- _Short problem_
Only the lines from the one with "Provide the outline of each instance of the sea" onward are wanted, through the last line of the entries, set down exactly.

** start Task input **

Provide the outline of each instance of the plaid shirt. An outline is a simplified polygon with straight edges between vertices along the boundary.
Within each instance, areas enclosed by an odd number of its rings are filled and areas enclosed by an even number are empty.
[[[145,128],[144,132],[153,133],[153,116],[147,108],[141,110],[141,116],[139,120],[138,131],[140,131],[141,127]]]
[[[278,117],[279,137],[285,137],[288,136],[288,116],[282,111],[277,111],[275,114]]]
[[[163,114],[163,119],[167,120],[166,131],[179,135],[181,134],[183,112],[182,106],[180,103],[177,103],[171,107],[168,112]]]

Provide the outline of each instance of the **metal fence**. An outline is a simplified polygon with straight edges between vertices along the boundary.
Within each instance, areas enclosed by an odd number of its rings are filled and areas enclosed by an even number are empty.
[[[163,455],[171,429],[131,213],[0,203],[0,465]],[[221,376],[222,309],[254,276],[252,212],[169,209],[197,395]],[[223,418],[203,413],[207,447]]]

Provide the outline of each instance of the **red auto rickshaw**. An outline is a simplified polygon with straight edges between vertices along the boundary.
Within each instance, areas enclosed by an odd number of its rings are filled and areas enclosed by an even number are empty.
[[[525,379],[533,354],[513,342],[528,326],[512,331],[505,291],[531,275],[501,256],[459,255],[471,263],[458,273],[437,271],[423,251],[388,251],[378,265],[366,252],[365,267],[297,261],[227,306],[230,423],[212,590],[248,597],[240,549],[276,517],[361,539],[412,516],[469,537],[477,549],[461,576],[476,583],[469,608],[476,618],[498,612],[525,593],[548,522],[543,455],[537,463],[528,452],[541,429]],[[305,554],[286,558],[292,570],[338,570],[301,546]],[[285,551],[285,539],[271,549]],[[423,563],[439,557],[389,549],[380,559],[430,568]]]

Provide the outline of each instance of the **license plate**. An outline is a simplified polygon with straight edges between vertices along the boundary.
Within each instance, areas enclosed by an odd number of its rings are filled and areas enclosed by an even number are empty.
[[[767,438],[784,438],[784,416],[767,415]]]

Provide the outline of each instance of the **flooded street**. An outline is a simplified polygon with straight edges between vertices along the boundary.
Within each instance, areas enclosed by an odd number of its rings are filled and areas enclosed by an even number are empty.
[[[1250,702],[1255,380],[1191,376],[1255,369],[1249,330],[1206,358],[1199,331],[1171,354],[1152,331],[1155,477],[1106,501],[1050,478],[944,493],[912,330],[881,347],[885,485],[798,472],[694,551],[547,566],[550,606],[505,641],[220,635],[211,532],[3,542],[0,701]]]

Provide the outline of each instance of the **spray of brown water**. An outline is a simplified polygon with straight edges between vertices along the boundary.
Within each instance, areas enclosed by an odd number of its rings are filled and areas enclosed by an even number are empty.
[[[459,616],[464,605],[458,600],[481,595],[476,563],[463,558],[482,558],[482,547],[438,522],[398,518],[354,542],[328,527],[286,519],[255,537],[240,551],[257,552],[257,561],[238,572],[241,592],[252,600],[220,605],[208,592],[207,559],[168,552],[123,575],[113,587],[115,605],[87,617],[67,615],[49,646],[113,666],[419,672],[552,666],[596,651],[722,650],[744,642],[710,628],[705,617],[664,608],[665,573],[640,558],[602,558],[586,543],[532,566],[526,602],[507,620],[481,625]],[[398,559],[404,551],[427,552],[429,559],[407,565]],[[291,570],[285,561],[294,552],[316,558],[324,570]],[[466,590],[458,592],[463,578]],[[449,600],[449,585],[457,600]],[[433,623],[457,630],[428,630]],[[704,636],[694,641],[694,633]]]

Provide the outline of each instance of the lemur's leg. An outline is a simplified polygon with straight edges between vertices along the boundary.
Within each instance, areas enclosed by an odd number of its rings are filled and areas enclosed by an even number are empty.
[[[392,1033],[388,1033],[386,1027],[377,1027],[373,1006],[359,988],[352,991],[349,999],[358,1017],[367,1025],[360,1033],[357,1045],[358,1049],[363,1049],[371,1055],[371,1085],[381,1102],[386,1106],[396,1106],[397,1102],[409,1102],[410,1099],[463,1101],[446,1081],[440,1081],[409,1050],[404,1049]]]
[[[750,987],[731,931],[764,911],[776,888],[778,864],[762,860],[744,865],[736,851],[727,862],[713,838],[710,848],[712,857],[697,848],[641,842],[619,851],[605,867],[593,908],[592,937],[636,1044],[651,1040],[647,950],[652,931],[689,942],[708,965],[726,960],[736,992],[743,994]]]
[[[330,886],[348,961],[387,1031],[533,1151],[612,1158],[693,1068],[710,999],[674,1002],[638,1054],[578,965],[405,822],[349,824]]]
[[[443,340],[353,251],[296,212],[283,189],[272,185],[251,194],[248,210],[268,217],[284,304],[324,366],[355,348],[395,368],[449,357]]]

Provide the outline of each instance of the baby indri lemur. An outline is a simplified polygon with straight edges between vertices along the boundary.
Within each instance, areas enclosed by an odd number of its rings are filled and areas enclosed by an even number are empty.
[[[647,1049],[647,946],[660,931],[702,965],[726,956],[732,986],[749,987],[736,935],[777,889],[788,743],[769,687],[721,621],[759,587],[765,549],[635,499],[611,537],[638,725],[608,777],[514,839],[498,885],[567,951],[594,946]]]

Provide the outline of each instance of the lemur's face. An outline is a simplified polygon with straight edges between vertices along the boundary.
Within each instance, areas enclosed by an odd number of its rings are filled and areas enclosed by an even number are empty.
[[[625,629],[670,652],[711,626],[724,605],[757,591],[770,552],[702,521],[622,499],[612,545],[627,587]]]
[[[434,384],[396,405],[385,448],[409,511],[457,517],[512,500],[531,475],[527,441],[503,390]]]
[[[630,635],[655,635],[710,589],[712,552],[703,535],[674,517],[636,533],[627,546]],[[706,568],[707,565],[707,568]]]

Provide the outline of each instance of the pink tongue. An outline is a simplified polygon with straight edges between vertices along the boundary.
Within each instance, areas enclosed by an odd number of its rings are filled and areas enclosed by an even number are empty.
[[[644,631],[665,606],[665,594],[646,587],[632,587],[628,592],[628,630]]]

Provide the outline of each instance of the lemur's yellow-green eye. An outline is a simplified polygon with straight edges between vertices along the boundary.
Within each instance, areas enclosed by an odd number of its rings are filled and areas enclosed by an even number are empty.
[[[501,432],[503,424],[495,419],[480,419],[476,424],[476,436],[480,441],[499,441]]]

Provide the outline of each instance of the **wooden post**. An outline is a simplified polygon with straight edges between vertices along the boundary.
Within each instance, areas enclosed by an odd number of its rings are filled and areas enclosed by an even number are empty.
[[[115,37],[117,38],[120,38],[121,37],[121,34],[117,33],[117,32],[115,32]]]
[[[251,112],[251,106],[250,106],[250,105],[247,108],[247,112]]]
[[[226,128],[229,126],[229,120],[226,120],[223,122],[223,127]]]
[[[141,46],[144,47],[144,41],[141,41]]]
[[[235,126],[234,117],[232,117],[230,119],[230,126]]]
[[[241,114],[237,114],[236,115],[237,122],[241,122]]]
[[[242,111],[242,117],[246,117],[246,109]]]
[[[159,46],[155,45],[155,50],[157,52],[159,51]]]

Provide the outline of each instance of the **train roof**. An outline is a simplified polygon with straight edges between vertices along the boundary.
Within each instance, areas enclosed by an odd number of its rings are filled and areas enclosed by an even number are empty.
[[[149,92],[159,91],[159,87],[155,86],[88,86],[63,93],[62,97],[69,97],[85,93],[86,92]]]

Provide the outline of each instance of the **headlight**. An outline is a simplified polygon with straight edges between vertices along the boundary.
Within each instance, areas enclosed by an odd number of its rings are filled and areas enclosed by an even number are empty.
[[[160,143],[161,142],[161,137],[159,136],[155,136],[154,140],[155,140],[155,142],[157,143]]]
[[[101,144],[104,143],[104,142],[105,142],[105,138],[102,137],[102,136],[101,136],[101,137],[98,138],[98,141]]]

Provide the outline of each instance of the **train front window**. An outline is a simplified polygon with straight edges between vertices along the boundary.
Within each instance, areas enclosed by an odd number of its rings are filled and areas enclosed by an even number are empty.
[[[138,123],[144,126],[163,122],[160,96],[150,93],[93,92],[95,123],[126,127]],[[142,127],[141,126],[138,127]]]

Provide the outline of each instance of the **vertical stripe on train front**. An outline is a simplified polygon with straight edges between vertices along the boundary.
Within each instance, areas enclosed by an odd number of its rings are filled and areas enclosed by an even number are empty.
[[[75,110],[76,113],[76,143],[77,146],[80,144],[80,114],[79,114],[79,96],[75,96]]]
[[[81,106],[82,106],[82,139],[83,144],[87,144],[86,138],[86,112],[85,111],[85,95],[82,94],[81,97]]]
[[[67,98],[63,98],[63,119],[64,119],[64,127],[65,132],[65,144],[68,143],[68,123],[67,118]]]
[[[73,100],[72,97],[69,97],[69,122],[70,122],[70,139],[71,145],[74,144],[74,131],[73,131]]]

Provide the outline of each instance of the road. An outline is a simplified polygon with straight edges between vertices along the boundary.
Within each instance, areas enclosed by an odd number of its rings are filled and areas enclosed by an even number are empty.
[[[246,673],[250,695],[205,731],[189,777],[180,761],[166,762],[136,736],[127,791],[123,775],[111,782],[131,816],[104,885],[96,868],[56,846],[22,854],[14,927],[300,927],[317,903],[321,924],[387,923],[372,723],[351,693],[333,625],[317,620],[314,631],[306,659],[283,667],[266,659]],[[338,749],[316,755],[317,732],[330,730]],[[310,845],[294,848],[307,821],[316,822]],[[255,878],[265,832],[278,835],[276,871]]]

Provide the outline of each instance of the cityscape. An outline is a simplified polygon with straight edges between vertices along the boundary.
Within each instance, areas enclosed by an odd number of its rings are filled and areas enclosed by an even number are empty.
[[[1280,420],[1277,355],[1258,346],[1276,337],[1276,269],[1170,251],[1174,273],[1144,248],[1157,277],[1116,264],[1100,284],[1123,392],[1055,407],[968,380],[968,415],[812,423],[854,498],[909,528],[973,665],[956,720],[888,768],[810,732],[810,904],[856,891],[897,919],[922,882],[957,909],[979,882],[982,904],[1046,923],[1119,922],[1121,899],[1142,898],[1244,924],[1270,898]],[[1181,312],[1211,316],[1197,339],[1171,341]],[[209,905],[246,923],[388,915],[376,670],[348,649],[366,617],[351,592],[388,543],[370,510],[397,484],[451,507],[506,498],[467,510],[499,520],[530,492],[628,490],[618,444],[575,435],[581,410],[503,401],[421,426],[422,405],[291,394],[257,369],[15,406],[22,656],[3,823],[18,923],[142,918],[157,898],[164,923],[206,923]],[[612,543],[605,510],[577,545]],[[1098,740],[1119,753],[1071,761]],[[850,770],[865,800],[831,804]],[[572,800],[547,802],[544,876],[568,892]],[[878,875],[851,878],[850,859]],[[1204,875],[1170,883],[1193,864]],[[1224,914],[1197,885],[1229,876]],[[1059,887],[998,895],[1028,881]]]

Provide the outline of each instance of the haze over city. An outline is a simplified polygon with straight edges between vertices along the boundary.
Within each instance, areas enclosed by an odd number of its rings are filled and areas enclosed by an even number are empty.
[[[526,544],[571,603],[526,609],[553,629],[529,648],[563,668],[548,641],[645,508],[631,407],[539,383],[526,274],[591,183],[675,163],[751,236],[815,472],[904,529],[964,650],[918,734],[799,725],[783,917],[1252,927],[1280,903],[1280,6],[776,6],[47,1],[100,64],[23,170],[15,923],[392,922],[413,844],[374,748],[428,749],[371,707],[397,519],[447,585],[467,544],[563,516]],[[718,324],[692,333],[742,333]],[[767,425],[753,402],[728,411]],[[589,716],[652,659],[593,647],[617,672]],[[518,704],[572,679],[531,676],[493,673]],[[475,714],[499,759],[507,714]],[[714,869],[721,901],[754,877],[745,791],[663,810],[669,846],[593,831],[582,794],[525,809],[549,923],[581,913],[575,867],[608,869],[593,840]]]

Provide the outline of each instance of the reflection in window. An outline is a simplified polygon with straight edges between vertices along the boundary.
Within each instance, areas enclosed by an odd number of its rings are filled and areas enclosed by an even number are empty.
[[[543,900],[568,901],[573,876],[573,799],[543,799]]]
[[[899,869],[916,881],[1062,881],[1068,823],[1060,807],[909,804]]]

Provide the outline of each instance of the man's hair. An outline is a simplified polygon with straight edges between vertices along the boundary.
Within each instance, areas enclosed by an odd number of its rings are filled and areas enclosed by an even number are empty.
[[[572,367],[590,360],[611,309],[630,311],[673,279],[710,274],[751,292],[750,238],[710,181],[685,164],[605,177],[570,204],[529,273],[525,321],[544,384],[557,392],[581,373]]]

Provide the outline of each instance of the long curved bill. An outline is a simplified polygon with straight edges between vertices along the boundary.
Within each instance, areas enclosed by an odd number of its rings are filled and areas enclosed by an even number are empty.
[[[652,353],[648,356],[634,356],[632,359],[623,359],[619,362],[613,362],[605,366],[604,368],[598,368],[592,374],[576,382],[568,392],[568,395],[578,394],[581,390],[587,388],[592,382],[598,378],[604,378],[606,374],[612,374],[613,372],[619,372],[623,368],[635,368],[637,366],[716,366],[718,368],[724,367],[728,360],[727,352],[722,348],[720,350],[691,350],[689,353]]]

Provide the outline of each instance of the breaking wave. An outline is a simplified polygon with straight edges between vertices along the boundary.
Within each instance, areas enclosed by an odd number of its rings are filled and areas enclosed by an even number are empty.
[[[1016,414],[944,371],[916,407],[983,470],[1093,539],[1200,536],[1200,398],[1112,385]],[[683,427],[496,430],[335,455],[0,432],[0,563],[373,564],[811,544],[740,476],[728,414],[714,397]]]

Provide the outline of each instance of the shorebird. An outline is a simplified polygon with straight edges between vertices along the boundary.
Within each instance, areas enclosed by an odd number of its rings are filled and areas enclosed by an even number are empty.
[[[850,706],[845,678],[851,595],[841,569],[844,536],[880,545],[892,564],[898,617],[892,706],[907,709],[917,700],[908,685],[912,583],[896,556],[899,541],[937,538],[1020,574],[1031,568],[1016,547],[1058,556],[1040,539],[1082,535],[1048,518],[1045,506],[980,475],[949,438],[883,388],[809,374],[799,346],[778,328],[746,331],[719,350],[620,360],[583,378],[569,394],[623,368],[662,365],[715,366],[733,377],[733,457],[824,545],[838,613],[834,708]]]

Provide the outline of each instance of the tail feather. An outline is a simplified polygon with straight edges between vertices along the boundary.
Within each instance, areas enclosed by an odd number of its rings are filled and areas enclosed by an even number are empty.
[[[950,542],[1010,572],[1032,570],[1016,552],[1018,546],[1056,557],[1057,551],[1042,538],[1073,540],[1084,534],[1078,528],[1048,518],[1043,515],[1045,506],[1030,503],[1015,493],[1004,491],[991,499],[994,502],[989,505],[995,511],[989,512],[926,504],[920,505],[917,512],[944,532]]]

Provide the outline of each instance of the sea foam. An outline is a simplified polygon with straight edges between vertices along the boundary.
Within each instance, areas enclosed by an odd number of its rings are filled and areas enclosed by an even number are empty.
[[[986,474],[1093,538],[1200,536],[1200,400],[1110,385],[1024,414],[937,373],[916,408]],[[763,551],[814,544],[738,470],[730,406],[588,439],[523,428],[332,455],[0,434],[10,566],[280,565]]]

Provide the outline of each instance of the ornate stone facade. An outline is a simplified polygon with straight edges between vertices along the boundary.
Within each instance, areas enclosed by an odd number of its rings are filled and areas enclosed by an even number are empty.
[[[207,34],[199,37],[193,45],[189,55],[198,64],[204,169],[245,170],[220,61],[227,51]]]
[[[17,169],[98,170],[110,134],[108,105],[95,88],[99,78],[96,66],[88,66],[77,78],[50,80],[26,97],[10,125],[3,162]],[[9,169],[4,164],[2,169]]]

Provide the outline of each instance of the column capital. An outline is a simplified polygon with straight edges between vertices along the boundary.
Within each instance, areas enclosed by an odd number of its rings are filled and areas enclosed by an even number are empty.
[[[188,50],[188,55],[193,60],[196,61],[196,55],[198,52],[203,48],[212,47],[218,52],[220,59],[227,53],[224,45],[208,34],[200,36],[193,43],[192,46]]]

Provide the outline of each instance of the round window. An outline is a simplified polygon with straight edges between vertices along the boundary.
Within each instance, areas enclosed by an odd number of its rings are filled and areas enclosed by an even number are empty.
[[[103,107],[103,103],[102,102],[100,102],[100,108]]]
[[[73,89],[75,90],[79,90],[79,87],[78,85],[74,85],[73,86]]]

** end Task input **

- _Full output_
Provide the outline of each instance of the sea foam. An outline is a simplified polygon with straight edges between vertices along the boundary.
Within each instance, areas enclosed by an odd number of its rings are filled and areas enclosed by an even number are empty.
[[[986,474],[1093,538],[1200,536],[1200,400],[1110,385],[1024,414],[937,373],[916,408]],[[763,551],[814,544],[738,470],[730,406],[588,439],[523,428],[332,455],[0,434],[10,566],[280,565]]]

Provide the outline of each instance of the ornate stone facade. An outline is a simplified polygon with straight edges between vertices along the boundary.
Within each instance, areas enclosed by an odd number of its rings are filled and areas enclosed by an even number are empty.
[[[207,34],[199,37],[193,45],[189,55],[198,64],[204,169],[245,170],[220,61],[227,51]]]
[[[17,169],[98,170],[110,134],[108,105],[95,88],[99,78],[96,66],[88,66],[77,78],[50,80],[26,97],[10,125],[3,162]],[[9,169],[4,164],[2,169]]]

Provide the outline of each instance of the column capital. An outline is a simplified polygon with straight edges between vertices along the boundary.
Within each instance, areas enclosed by an odd number of its rings are filled and areas enclosed by an even number are empty.
[[[188,50],[188,55],[193,60],[196,61],[196,55],[198,52],[203,48],[212,47],[218,52],[220,59],[227,53],[224,45],[208,34],[200,36],[193,43],[192,46]]]

Provide the outline of each instance of the round window. An outline is a simplified polygon with straight edges between vertices along the boundary.
Within each instance, areas enclosed by an odd number of its rings are filled and areas enclosed by an even number are empty.
[[[103,107],[103,103],[102,102],[100,102],[100,108]]]
[[[73,89],[75,90],[79,90],[79,87],[78,85],[74,85],[73,86]]]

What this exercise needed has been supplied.